**Exercise prompt**
Repeat, word for word, the line with "the stadium wall?" and each one after it to the end. No picture goes into the copy.

═══ Listing

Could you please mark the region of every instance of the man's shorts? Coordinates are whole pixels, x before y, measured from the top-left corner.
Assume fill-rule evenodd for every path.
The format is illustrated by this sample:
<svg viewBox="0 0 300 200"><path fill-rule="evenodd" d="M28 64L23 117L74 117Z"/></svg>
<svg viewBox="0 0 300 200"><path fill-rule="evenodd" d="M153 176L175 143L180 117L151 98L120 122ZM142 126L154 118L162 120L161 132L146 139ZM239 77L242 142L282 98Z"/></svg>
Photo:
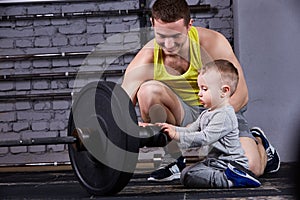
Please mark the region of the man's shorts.
<svg viewBox="0 0 300 200"><path fill-rule="evenodd" d="M181 105L184 109L184 117L181 122L181 126L187 126L192 122L196 121L200 113L206 108L202 106L190 106L186 104L181 98L179 98ZM249 137L256 141L255 137L250 133L249 124L244 116L244 112L247 110L247 106L244 106L240 111L236 113L239 125L239 136L240 137Z"/></svg>

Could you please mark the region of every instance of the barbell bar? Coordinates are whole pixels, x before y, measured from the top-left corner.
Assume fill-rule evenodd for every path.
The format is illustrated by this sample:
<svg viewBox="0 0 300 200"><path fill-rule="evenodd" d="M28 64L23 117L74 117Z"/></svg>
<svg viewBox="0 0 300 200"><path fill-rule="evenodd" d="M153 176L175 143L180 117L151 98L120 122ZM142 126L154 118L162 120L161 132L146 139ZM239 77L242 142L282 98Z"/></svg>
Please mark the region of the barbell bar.
<svg viewBox="0 0 300 200"><path fill-rule="evenodd" d="M120 85L91 82L74 98L68 136L0 141L0 147L68 144L79 183L92 195L114 195L130 181L139 148L164 147L170 138L158 126L140 127L135 107Z"/></svg>

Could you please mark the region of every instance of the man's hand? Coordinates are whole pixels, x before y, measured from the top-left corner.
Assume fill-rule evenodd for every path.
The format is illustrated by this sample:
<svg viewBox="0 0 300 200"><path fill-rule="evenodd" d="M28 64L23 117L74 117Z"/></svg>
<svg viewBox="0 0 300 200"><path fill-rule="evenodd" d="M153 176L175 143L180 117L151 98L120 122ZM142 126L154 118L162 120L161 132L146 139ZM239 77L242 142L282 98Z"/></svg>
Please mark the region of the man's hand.
<svg viewBox="0 0 300 200"><path fill-rule="evenodd" d="M179 141L179 134L176 132L175 126L167 123L156 123L156 125L160 126L162 131L169 135L171 140Z"/></svg>

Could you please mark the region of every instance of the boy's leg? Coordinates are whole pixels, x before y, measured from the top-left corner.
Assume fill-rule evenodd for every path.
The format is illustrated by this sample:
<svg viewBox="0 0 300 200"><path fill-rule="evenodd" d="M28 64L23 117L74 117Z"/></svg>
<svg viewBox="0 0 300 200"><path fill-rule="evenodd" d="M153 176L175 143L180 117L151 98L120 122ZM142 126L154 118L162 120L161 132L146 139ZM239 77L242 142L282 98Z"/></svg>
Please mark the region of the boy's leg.
<svg viewBox="0 0 300 200"><path fill-rule="evenodd" d="M181 183L191 188L229 188L224 171L226 164L217 160L205 160L186 167L180 177Z"/></svg>
<svg viewBox="0 0 300 200"><path fill-rule="evenodd" d="M240 142L242 148L245 151L245 155L249 160L249 169L256 175L260 176L265 172L265 168L268 163L272 163L272 165L280 165L280 160L273 159L278 156L278 153L275 151L277 156L273 156L272 154L268 155L263 146L262 140L254 134L249 129L248 122L244 117L243 113L247 110L246 107L242 108L239 112L237 112L237 118L239 123L239 131L240 131ZM263 134L264 135L264 134ZM270 145L272 146L272 145ZM273 156L273 157L272 157Z"/></svg>

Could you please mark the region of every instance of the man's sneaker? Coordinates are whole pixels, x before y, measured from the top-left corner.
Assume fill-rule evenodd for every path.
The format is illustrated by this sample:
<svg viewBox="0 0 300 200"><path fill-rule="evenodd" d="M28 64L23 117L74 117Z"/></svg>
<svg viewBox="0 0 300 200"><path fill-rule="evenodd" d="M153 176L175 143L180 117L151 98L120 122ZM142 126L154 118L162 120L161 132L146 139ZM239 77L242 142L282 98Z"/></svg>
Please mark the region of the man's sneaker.
<svg viewBox="0 0 300 200"><path fill-rule="evenodd" d="M271 145L269 140L267 139L265 133L258 127L251 128L251 133L254 137L260 137L262 140L262 144L267 153L267 165L265 168L266 173L274 173L277 172L280 168L280 157L276 149Z"/></svg>
<svg viewBox="0 0 300 200"><path fill-rule="evenodd" d="M185 166L185 158L181 156L176 162L152 172L148 181L163 182L180 179L181 171L185 168Z"/></svg>
<svg viewBox="0 0 300 200"><path fill-rule="evenodd" d="M233 183L233 187L259 187L261 185L249 170L242 166L237 167L237 164L229 163L225 175Z"/></svg>

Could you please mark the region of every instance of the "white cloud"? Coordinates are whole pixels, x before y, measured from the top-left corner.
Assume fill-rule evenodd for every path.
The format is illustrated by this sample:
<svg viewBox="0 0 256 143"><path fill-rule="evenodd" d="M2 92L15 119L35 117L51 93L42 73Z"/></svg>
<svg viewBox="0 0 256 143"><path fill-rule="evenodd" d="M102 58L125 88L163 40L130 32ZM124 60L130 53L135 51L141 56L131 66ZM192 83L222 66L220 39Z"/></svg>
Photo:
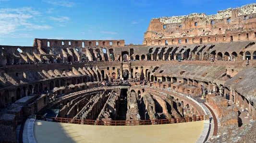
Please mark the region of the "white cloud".
<svg viewBox="0 0 256 143"><path fill-rule="evenodd" d="M134 21L133 21L132 22L131 22L131 24L138 24L138 22L135 22Z"/></svg>
<svg viewBox="0 0 256 143"><path fill-rule="evenodd" d="M75 3L74 2L69 2L69 1L67 1L67 0L63 0L63 1L43 0L43 1L44 2L46 2L49 4L51 4L53 5L60 5L60 6L67 7L73 7L73 6L75 5Z"/></svg>
<svg viewBox="0 0 256 143"><path fill-rule="evenodd" d="M58 21L59 22L64 22L66 21L69 21L70 19L66 16L59 16L59 17L55 17L52 16L49 17L50 20L55 21Z"/></svg>
<svg viewBox="0 0 256 143"><path fill-rule="evenodd" d="M18 33L14 33L19 31L33 30L47 30L51 27L47 25L40 25L33 23L41 13L30 7L16 9L0 9L0 34L1 37L16 37ZM12 34L13 35L12 36ZM25 35L25 37L28 35Z"/></svg>
<svg viewBox="0 0 256 143"><path fill-rule="evenodd" d="M52 12L52 10L54 9L54 8L48 8L48 11L45 11L46 13L52 13L53 12Z"/></svg>
<svg viewBox="0 0 256 143"><path fill-rule="evenodd" d="M109 34L115 34L117 33L116 33L116 32L104 31L102 31L100 32L99 33L101 33Z"/></svg>

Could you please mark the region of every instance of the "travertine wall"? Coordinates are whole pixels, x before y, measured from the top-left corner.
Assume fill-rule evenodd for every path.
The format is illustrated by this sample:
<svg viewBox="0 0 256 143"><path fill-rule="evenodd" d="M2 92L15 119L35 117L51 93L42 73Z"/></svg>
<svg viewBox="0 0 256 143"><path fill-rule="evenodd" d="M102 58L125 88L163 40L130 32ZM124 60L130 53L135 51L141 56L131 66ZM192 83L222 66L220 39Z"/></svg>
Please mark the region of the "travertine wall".
<svg viewBox="0 0 256 143"><path fill-rule="evenodd" d="M153 18L144 33L143 44L169 45L255 40L256 9L256 4L254 3L220 11L215 15L194 13Z"/></svg>

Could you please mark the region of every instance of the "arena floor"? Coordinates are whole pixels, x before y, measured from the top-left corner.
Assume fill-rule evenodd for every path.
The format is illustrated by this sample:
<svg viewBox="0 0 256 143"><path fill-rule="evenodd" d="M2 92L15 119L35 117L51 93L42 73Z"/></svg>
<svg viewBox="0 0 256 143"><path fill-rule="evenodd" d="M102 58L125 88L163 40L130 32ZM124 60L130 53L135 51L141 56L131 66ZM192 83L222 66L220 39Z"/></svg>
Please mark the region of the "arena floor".
<svg viewBox="0 0 256 143"><path fill-rule="evenodd" d="M34 134L43 143L195 143L204 121L133 126L83 125L37 120Z"/></svg>

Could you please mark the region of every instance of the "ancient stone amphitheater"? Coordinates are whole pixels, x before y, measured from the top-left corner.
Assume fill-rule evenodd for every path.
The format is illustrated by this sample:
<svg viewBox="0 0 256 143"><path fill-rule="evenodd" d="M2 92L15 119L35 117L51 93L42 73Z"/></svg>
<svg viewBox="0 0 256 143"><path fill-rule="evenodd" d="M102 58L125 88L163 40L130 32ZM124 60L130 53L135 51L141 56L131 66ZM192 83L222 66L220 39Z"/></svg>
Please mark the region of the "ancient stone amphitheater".
<svg viewBox="0 0 256 143"><path fill-rule="evenodd" d="M0 45L0 143L44 143L38 122L171 130L202 121L194 142L256 143L256 28L255 3L153 18L142 45Z"/></svg>

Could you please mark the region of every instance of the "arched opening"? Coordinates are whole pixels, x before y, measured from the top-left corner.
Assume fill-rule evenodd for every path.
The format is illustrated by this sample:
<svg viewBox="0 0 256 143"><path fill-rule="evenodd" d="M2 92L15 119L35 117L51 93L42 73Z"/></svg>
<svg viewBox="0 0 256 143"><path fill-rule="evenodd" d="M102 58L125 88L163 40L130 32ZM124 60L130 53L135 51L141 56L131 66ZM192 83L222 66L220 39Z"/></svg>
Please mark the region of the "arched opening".
<svg viewBox="0 0 256 143"><path fill-rule="evenodd" d="M162 82L165 82L165 81L166 81L166 78L165 78L165 77L162 77Z"/></svg>
<svg viewBox="0 0 256 143"><path fill-rule="evenodd" d="M77 78L77 84L82 83L82 78L81 77Z"/></svg>
<svg viewBox="0 0 256 143"><path fill-rule="evenodd" d="M43 91L43 84L40 83L39 85L39 91L41 92Z"/></svg>
<svg viewBox="0 0 256 143"><path fill-rule="evenodd" d="M145 59L145 55L141 55L141 60L144 60Z"/></svg>
<svg viewBox="0 0 256 143"><path fill-rule="evenodd" d="M217 59L218 59L218 60L222 60L222 53L221 53L221 52L218 53Z"/></svg>
<svg viewBox="0 0 256 143"><path fill-rule="evenodd" d="M86 83L87 82L87 79L86 77L84 77L84 83Z"/></svg>
<svg viewBox="0 0 256 143"><path fill-rule="evenodd" d="M123 71L122 72L122 77L123 80L126 80L129 78L129 71L127 69Z"/></svg>
<svg viewBox="0 0 256 143"><path fill-rule="evenodd" d="M151 76L150 76L150 81L151 81L151 82L152 82L152 81L154 81L154 76L151 75Z"/></svg>
<svg viewBox="0 0 256 143"><path fill-rule="evenodd" d="M73 62L73 58L72 58L72 56L71 55L69 55L68 56L68 62Z"/></svg>
<svg viewBox="0 0 256 143"><path fill-rule="evenodd" d="M53 56L51 56L50 57L49 62L50 63L53 63L54 62L54 57Z"/></svg>
<svg viewBox="0 0 256 143"><path fill-rule="evenodd" d="M231 56L232 56L232 59L237 59L237 54L236 54L236 52L232 52L232 53L231 53Z"/></svg>
<svg viewBox="0 0 256 143"><path fill-rule="evenodd" d="M104 70L102 70L100 72L101 73L101 75L102 75L102 78L103 78L103 80L105 80L105 71Z"/></svg>
<svg viewBox="0 0 256 143"><path fill-rule="evenodd" d="M140 92L140 90L138 90L138 94L137 94L137 96L138 96L138 98L137 98L138 99L140 99L141 98L141 92Z"/></svg>
<svg viewBox="0 0 256 143"><path fill-rule="evenodd" d="M151 54L146 54L146 59L147 60L151 60Z"/></svg>
<svg viewBox="0 0 256 143"><path fill-rule="evenodd" d="M177 78L175 77L172 77L172 83L177 82Z"/></svg>
<svg viewBox="0 0 256 143"><path fill-rule="evenodd" d="M65 84L65 80L63 79L61 80L61 87L63 87Z"/></svg>
<svg viewBox="0 0 256 143"><path fill-rule="evenodd" d="M74 78L71 79L71 84L74 85L75 84L75 79Z"/></svg>
<svg viewBox="0 0 256 143"><path fill-rule="evenodd" d="M136 60L140 60L140 56L138 55L136 55L135 56L135 59Z"/></svg>
<svg viewBox="0 0 256 143"><path fill-rule="evenodd" d="M114 55L114 50L113 49L110 49L110 60L115 60L115 55Z"/></svg>
<svg viewBox="0 0 256 143"><path fill-rule="evenodd" d="M127 51L122 52L122 58L123 60L127 60L128 59L129 53Z"/></svg>
<svg viewBox="0 0 256 143"><path fill-rule="evenodd" d="M216 51L213 51L211 52L210 54L211 54L211 55L210 55L210 57L213 58L214 59L215 59L215 56L216 55Z"/></svg>
<svg viewBox="0 0 256 143"><path fill-rule="evenodd" d="M43 56L43 59L42 59L42 63L43 64L47 63L47 60L48 59L48 58L47 58L47 57L46 56Z"/></svg>
<svg viewBox="0 0 256 143"><path fill-rule="evenodd" d="M45 54L47 54L47 52L46 52L46 50L45 48L41 48L41 50L42 50L42 51L43 51L43 52L45 52Z"/></svg>
<svg viewBox="0 0 256 143"><path fill-rule="evenodd" d="M134 93L135 93L135 91L134 91L134 89L131 90L130 91L130 92L134 92Z"/></svg>
<svg viewBox="0 0 256 143"><path fill-rule="evenodd" d="M13 102L14 101L13 100ZM9 104L8 99L7 99L7 96L4 96L4 102L5 102L5 105L6 105L6 104L8 105Z"/></svg>
<svg viewBox="0 0 256 143"><path fill-rule="evenodd" d="M244 59L244 52L240 52L240 53L239 53L239 56L240 56L240 59L243 60Z"/></svg>
<svg viewBox="0 0 256 143"><path fill-rule="evenodd" d="M256 51L253 52L253 56L254 59L256 59Z"/></svg>
<svg viewBox="0 0 256 143"><path fill-rule="evenodd" d="M60 81L59 80L55 81L55 87L60 88Z"/></svg>
<svg viewBox="0 0 256 143"><path fill-rule="evenodd" d="M198 86L198 81L196 80L194 80L194 85L195 86Z"/></svg>
<svg viewBox="0 0 256 143"><path fill-rule="evenodd" d="M27 95L29 96L30 94L33 94L33 93L32 92L32 89L33 89L33 86L32 85L28 86L29 88L29 90L27 92Z"/></svg>
<svg viewBox="0 0 256 143"><path fill-rule="evenodd" d="M38 92L38 84L36 84L35 86L35 88L34 88L34 91L35 91L35 92Z"/></svg>
<svg viewBox="0 0 256 143"><path fill-rule="evenodd" d="M227 52L226 52L224 54L224 60L228 60L229 59L229 53L228 53Z"/></svg>
<svg viewBox="0 0 256 143"><path fill-rule="evenodd" d="M97 60L102 60L102 57L101 56L101 55L100 55L100 50L99 50L99 49L97 49L96 50L95 50L95 51L96 52L96 55L97 55Z"/></svg>
<svg viewBox="0 0 256 143"><path fill-rule="evenodd" d="M26 96L26 88L24 87L22 88L22 98L24 98L25 96Z"/></svg>
<svg viewBox="0 0 256 143"><path fill-rule="evenodd" d="M187 84L187 79L186 78L183 78L183 83Z"/></svg>
<svg viewBox="0 0 256 143"><path fill-rule="evenodd" d="M16 90L16 99L17 100L21 99L21 88L18 88L17 90Z"/></svg>
<svg viewBox="0 0 256 143"><path fill-rule="evenodd" d="M116 73L115 72L112 73L112 79L116 79Z"/></svg>
<svg viewBox="0 0 256 143"><path fill-rule="evenodd" d="M49 90L53 89L53 88L54 88L54 83L53 82L53 81L51 80L51 81L50 81L50 83L49 83Z"/></svg>
<svg viewBox="0 0 256 143"><path fill-rule="evenodd" d="M246 60L250 60L251 59L251 53L249 51L245 52L245 59Z"/></svg>

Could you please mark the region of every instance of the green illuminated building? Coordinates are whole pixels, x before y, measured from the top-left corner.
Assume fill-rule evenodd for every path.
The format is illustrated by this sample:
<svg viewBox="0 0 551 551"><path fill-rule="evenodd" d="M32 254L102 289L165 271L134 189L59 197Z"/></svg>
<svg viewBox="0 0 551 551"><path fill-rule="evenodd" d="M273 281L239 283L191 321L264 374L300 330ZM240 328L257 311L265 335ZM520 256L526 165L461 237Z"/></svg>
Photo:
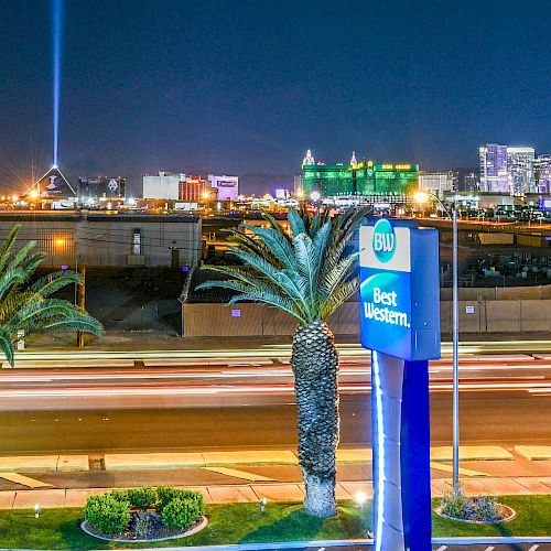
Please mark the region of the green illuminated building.
<svg viewBox="0 0 551 551"><path fill-rule="evenodd" d="M418 188L419 164L378 164L356 162L353 154L348 164L315 163L310 150L302 164L302 175L295 179L295 193L304 198L314 193L323 197L406 197Z"/></svg>

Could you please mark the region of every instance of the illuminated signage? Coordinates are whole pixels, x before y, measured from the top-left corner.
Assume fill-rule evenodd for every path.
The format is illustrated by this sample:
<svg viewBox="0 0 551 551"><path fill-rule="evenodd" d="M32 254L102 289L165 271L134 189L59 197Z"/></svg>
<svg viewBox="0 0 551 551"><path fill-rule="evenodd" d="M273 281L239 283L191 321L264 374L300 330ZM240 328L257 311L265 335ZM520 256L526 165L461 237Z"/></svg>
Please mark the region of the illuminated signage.
<svg viewBox="0 0 551 551"><path fill-rule="evenodd" d="M363 346L408 360L440 357L437 231L381 218L360 228L359 242Z"/></svg>

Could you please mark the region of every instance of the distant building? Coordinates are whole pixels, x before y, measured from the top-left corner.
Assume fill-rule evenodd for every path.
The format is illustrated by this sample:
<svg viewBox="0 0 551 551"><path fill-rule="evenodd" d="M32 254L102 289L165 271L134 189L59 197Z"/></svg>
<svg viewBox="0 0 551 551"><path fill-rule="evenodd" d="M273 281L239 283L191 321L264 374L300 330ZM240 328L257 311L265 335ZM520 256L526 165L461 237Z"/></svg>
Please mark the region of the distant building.
<svg viewBox="0 0 551 551"><path fill-rule="evenodd" d="M85 199L122 199L126 197L126 180L123 177L79 177L78 198Z"/></svg>
<svg viewBox="0 0 551 551"><path fill-rule="evenodd" d="M460 192L478 192L480 190L480 175L476 171L460 173Z"/></svg>
<svg viewBox="0 0 551 551"><path fill-rule="evenodd" d="M185 181L185 174L159 172L159 175L143 176L143 198L147 199L179 199L180 182Z"/></svg>
<svg viewBox="0 0 551 551"><path fill-rule="evenodd" d="M210 187L218 191L218 201L237 201L239 195L239 177L238 176L217 176L208 174Z"/></svg>
<svg viewBox="0 0 551 551"><path fill-rule="evenodd" d="M355 153L348 163L315 163L309 150L302 174L295 176L295 194L304 198L392 197L403 198L418 187L419 164L357 162Z"/></svg>
<svg viewBox="0 0 551 551"><path fill-rule="evenodd" d="M533 148L512 148L488 143L478 149L480 190L522 194L534 191Z"/></svg>
<svg viewBox="0 0 551 551"><path fill-rule="evenodd" d="M442 197L444 192L457 191L457 172L421 172L419 174L419 190L433 193Z"/></svg>
<svg viewBox="0 0 551 551"><path fill-rule="evenodd" d="M488 143L478 148L480 161L480 190L484 192L508 193L507 145Z"/></svg>
<svg viewBox="0 0 551 551"><path fill-rule="evenodd" d="M534 161L534 177L537 193L551 194L551 154L541 154Z"/></svg>
<svg viewBox="0 0 551 551"><path fill-rule="evenodd" d="M76 198L76 190L71 185L69 181L63 175L57 166L52 166L43 176L41 176L23 197L33 195L41 199L74 199Z"/></svg>
<svg viewBox="0 0 551 551"><path fill-rule="evenodd" d="M507 175L514 194L533 193L533 148L507 148Z"/></svg>
<svg viewBox="0 0 551 551"><path fill-rule="evenodd" d="M22 223L15 244L30 240L45 253L43 267L61 270L126 266L196 266L201 259L201 218L191 215L153 215L105 212L32 214L0 212L0 240Z"/></svg>
<svg viewBox="0 0 551 551"><path fill-rule="evenodd" d="M179 199L198 203L201 201L212 201L216 194L212 193L210 186L201 176L185 176L180 181Z"/></svg>

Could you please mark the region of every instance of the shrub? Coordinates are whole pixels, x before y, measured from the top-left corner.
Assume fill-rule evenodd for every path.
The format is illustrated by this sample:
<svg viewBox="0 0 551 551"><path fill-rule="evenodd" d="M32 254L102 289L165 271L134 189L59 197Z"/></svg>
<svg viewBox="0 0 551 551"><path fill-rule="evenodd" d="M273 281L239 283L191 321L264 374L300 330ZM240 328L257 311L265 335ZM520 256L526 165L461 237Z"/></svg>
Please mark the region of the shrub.
<svg viewBox="0 0 551 551"><path fill-rule="evenodd" d="M112 495L90 496L84 509L85 519L101 533L121 533L130 522L130 503Z"/></svg>
<svg viewBox="0 0 551 551"><path fill-rule="evenodd" d="M203 515L205 510L205 501L203 499L203 494L201 491L195 491L193 489L182 489L175 488L174 486L159 486L156 488L156 495L159 497L159 503L156 504L156 510L163 512L164 508L173 500L191 499L195 501L199 507L199 515Z"/></svg>
<svg viewBox="0 0 551 551"><path fill-rule="evenodd" d="M114 489L109 491L109 495L117 499L117 501L130 501L128 497L128 489Z"/></svg>
<svg viewBox="0 0 551 551"><path fill-rule="evenodd" d="M501 511L495 496L465 496L462 488L444 490L440 500L442 512L462 520L495 522L501 519Z"/></svg>
<svg viewBox="0 0 551 551"><path fill-rule="evenodd" d="M150 509L156 503L156 493L150 486L127 490L127 499L137 509Z"/></svg>
<svg viewBox="0 0 551 551"><path fill-rule="evenodd" d="M201 506L194 499L172 499L163 508L163 525L166 528L185 530L202 516Z"/></svg>

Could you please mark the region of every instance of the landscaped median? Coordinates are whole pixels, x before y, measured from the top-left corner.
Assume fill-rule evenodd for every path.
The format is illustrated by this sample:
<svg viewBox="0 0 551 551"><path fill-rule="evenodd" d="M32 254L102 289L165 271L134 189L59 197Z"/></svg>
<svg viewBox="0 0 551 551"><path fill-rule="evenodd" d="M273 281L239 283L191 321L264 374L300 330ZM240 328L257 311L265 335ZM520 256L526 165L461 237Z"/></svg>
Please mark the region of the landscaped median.
<svg viewBox="0 0 551 551"><path fill-rule="evenodd" d="M551 495L499 496L499 503L516 510L510 522L479 526L433 517L433 536L443 537L504 537L551 536ZM436 506L437 504L434 503ZM367 538L371 529L370 501L357 505L341 501L339 515L333 519L317 519L302 511L301 504L207 505L208 526L187 538L156 543L106 542L85 534L80 528L83 509L45 509L39 518L34 510L0 511L0 548L24 549L116 549L184 545L215 545L230 543L261 543Z"/></svg>

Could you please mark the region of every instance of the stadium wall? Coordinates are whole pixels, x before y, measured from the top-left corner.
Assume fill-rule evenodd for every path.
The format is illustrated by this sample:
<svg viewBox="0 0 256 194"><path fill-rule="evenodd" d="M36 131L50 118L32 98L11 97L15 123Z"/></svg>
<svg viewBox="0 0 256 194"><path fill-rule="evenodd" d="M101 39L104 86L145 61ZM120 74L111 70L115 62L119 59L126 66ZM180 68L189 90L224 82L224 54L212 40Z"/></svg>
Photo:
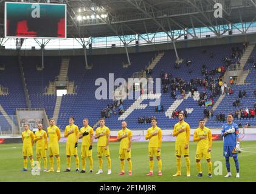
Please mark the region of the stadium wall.
<svg viewBox="0 0 256 194"><path fill-rule="evenodd" d="M206 45L214 45L231 43L243 42L243 41L256 42L255 33L246 35L234 35L226 36L220 38L210 37L200 39L187 40L179 40L176 42L177 48L190 48ZM172 42L156 44L150 45L139 45L139 52L147 52L173 49ZM128 47L130 53L136 53L135 46ZM41 56L41 50L20 50L21 56ZM92 48L87 51L88 55L109 55L125 53L124 47ZM16 50L0 48L0 55L13 56L16 55ZM65 49L65 50L45 50L44 56L77 56L83 55L84 50L81 49Z"/></svg>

══════

**Written reply**
Could you please mark the region of every instance of the stadium wall? Coordinates are whole pixels, x before y, measured from the top-left corner.
Assume fill-rule evenodd for every path.
The format is illustrated by this sample:
<svg viewBox="0 0 256 194"><path fill-rule="evenodd" d="M36 131L50 118L32 98L11 97L15 123Z"/></svg>
<svg viewBox="0 0 256 194"><path fill-rule="evenodd" d="M101 39L104 86L145 61ZM120 74L111 70L115 62L119 59L126 66ZM180 68L189 90L224 82L224 54L212 40Z"/></svg>
Photo:
Please mark the region of the stadium wall.
<svg viewBox="0 0 256 194"><path fill-rule="evenodd" d="M206 45L214 45L231 43L243 42L243 41L256 42L255 33L246 35L234 35L226 36L220 38L210 37L200 39L187 40L179 40L176 42L177 48L190 48ZM172 42L156 44L150 45L139 45L139 52L147 52L173 49ZM128 47L130 53L136 53L135 46ZM41 56L41 50L20 50L21 56ZM92 48L87 51L88 55L109 55L125 53L124 47ZM16 50L0 48L0 55L13 56L16 55ZM65 49L65 50L45 50L44 56L77 56L83 55L84 50L81 49Z"/></svg>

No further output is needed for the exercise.